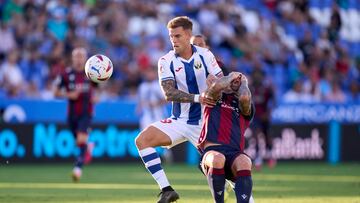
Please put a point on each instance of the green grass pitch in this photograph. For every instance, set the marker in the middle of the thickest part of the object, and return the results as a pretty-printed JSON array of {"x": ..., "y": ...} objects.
[{"x": 296, "y": 182}]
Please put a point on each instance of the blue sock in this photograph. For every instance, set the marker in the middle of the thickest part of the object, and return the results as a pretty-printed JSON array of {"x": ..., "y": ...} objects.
[
  {"x": 243, "y": 186},
  {"x": 152, "y": 162},
  {"x": 80, "y": 159},
  {"x": 216, "y": 181}
]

* Problem statement *
Rewrite all of the data above, swapping "photograph" for "image" wherever it occurs and changing nothing else. Leave the pictures out.

* Final result *
Please put a point on each instance of the green grass pitch in this image. For every instance, set the marker in the middle of the thickest part of the object, and return the results as a pretty-printed JSON array of {"x": ..., "y": ...} objects.
[{"x": 296, "y": 182}]
Please put a point on each instance of the blue sock in this image. For every instance, set the marker in the middle of the thickest part of the object, and return the results as a pretty-printed JSON array of {"x": ..., "y": ...} objects.
[
  {"x": 243, "y": 186},
  {"x": 152, "y": 162},
  {"x": 80, "y": 159},
  {"x": 216, "y": 181}
]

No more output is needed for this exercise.